> [INSTRUCTIONS FOR THE TASK]
Copy every line below that has the word "sleeve" in it.
+===+
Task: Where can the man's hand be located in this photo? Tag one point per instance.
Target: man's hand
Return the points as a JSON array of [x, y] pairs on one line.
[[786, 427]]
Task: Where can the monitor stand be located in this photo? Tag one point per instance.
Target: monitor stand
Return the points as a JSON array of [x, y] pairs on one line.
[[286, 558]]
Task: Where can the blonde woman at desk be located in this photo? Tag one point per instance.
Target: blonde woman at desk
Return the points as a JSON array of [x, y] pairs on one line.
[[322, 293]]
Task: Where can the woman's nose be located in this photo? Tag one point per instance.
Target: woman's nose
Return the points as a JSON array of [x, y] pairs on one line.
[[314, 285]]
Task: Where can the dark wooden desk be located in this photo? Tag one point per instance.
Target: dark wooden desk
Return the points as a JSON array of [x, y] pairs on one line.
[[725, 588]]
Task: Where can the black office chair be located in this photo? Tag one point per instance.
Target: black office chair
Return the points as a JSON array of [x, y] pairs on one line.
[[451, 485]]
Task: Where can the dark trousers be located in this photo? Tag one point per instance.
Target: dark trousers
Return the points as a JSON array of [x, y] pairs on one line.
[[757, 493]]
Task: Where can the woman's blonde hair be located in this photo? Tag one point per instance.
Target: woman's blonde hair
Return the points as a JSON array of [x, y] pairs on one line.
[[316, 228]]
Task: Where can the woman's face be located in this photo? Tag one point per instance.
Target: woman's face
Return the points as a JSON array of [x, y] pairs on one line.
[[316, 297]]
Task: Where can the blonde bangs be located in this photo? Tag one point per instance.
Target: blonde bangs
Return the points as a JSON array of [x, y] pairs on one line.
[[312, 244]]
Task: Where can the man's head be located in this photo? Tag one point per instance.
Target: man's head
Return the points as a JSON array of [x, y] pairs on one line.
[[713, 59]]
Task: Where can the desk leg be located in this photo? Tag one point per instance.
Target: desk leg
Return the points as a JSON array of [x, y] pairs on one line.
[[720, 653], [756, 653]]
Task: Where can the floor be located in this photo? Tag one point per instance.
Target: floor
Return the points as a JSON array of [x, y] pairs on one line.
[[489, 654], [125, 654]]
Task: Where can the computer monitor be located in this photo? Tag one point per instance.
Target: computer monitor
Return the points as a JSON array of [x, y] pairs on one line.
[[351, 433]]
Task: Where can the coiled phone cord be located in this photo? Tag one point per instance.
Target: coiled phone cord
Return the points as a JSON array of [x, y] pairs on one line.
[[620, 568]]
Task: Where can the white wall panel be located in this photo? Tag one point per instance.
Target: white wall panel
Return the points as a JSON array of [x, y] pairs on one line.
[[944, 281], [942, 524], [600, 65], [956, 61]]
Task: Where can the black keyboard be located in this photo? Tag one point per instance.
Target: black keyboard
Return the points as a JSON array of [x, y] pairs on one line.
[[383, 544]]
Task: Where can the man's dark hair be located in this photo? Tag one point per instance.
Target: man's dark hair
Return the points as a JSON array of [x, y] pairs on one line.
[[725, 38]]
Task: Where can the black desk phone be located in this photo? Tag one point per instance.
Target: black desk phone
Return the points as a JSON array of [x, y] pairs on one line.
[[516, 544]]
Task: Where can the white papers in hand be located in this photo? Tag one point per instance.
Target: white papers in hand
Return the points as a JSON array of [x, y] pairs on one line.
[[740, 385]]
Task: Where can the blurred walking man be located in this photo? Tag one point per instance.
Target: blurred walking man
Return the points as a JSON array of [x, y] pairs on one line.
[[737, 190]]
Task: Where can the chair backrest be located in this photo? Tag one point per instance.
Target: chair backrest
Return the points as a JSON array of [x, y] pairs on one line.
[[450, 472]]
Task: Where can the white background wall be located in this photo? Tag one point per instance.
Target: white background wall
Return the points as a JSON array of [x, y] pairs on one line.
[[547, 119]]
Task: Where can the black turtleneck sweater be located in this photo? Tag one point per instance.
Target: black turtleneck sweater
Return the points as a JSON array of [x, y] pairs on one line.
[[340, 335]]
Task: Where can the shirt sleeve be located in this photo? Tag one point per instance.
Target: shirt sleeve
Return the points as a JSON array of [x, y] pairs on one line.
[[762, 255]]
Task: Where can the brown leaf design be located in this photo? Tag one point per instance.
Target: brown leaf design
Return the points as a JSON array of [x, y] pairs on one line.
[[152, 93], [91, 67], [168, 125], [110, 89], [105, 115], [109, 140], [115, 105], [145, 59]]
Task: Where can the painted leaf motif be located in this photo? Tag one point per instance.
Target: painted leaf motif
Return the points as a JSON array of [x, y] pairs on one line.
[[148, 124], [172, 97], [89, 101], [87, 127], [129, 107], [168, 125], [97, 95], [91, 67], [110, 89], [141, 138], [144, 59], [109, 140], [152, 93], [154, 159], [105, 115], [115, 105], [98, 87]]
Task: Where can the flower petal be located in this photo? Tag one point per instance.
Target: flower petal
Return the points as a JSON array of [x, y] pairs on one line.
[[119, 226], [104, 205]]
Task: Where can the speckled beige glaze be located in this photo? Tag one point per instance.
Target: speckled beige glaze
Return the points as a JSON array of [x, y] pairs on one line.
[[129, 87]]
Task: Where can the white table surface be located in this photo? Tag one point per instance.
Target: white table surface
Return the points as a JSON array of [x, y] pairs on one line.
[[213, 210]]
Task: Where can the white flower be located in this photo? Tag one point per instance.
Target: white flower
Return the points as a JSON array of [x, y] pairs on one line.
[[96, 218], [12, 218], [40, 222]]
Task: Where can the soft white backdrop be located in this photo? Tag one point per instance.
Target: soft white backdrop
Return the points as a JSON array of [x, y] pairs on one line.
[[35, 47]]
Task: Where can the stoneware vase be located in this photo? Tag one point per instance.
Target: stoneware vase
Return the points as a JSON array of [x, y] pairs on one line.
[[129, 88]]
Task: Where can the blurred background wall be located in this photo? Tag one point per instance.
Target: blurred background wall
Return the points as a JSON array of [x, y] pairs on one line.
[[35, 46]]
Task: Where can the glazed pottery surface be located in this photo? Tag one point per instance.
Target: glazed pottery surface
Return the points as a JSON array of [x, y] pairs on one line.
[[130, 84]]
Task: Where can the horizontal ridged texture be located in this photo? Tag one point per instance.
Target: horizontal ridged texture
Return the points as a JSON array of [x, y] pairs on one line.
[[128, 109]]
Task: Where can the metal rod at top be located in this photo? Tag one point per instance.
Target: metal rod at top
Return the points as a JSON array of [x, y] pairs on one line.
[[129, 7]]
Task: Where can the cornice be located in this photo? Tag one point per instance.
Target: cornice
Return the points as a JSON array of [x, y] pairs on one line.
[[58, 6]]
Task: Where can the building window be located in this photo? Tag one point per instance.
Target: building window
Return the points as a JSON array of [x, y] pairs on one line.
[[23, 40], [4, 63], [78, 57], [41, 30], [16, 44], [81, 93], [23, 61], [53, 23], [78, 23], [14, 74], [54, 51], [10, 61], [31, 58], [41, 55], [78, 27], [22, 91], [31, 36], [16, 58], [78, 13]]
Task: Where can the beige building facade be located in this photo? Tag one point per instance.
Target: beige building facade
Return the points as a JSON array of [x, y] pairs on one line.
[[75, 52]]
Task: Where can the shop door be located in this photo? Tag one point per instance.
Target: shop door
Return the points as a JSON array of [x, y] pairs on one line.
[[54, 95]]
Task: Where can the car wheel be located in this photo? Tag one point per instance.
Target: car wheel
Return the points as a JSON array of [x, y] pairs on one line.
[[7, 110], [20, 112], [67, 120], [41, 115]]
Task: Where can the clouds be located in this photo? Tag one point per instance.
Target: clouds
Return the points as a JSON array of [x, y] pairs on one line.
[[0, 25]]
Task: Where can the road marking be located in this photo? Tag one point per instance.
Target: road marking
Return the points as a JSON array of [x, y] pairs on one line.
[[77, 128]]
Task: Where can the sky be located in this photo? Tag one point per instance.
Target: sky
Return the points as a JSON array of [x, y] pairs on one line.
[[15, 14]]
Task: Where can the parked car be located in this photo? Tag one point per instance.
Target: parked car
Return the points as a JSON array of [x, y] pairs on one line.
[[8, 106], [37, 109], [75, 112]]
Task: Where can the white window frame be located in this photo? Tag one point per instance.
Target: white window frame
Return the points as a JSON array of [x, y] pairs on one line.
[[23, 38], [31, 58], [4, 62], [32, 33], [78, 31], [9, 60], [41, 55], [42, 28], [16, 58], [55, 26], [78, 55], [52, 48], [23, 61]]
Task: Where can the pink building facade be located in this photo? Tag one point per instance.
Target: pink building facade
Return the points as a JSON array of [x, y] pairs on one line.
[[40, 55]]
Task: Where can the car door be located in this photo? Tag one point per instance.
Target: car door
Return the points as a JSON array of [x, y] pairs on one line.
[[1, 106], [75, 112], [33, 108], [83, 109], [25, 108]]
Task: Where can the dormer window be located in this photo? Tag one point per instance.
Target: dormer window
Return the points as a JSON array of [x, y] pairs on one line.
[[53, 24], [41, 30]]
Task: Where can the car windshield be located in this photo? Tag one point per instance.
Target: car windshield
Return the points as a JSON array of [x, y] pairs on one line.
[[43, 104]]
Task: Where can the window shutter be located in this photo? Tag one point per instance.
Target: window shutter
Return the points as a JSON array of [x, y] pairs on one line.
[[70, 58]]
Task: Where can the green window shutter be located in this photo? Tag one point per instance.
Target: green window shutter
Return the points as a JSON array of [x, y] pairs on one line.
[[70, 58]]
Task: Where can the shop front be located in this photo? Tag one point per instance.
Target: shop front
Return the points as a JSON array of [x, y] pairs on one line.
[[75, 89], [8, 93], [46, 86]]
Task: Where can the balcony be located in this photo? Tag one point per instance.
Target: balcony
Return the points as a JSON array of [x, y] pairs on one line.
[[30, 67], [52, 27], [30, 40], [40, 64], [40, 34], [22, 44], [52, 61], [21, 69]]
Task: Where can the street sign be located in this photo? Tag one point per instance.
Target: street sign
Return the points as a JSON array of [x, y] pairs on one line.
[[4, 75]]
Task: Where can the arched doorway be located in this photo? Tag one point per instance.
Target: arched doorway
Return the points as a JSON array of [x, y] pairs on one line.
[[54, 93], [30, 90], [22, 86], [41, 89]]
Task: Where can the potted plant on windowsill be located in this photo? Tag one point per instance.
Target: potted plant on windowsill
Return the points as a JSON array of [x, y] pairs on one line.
+===+
> [PROBLEM SOLUTION]
Task: Where can the shirt sleeve be located in this photo? Tag one point per instance.
Target: shirt sleeve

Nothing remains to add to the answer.